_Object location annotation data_
○ ○ ○ ○
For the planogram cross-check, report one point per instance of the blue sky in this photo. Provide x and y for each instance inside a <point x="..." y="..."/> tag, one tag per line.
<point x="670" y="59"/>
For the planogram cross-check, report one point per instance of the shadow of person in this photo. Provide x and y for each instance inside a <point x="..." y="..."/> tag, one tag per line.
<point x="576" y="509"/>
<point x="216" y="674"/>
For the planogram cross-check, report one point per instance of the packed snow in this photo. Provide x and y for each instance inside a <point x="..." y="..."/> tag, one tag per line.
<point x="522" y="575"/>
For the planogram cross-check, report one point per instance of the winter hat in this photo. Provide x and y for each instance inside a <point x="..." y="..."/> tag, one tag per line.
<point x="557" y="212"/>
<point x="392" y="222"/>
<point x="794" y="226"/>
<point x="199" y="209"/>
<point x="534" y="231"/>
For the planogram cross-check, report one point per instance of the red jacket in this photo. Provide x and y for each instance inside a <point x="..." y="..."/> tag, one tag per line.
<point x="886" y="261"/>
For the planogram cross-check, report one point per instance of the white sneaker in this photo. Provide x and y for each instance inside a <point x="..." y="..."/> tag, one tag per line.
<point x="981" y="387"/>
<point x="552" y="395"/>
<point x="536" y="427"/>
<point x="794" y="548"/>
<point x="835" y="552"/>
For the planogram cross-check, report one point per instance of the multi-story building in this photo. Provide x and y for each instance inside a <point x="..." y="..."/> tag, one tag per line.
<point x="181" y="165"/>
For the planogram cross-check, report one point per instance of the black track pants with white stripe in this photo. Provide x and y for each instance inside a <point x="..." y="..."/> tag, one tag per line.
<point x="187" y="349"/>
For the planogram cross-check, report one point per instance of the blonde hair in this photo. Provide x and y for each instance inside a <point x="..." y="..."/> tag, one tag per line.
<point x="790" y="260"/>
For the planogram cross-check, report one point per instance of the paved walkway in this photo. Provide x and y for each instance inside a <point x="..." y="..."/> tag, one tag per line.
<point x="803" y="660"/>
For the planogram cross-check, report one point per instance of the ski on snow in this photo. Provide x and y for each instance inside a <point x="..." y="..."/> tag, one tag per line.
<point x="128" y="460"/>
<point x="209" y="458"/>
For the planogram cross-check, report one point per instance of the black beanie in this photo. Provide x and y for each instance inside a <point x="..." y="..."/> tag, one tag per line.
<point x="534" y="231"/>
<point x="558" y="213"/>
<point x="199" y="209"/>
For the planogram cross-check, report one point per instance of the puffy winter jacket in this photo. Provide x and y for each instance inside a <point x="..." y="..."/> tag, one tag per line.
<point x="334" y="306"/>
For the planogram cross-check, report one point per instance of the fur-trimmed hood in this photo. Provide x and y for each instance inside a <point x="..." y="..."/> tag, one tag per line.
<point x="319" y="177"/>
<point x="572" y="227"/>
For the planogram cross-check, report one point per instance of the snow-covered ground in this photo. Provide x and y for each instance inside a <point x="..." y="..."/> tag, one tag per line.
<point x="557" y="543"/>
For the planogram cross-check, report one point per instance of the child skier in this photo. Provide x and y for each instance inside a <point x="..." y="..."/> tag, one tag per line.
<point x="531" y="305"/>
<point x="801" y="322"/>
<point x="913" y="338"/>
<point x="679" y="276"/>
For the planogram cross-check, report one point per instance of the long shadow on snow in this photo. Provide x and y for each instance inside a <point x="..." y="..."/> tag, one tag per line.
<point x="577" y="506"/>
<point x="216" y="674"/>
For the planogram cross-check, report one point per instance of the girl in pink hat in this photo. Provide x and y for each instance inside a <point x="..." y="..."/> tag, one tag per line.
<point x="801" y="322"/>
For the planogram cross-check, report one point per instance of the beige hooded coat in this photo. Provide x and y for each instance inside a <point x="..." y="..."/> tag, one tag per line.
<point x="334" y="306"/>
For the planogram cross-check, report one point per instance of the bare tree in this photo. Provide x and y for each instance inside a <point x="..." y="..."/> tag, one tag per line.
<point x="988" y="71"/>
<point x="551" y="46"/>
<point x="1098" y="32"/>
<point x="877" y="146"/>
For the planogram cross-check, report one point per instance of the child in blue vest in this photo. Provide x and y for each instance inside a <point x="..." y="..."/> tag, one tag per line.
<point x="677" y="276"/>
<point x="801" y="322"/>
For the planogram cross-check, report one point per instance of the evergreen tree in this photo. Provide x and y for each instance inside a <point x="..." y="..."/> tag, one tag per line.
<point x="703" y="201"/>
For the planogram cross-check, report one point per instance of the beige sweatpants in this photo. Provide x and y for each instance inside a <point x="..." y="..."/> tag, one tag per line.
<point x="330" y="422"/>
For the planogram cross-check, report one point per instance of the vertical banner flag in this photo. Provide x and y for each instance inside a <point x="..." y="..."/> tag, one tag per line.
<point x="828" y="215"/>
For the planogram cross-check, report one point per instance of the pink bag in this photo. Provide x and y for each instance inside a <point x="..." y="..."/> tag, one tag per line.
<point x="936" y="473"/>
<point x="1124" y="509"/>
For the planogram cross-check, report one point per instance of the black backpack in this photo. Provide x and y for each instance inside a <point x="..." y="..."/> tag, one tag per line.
○ ○ ○ ○
_Work to be completed_
Copy out every line from the one containing "of the pink" to the end of the material, both ends included.

_Finished task_
For the planogram cross-check, report one point per instance of the pink bag in this photo. Provide x and y for each instance inside a <point x="..." y="..."/> tag, one tag per line.
<point x="936" y="473"/>
<point x="1124" y="509"/>
For the planogram cross-check, report one point per instance of the black backpack in this photo. Provide x and y for each instance inside a <point x="..." y="..."/> tag, one tag per line.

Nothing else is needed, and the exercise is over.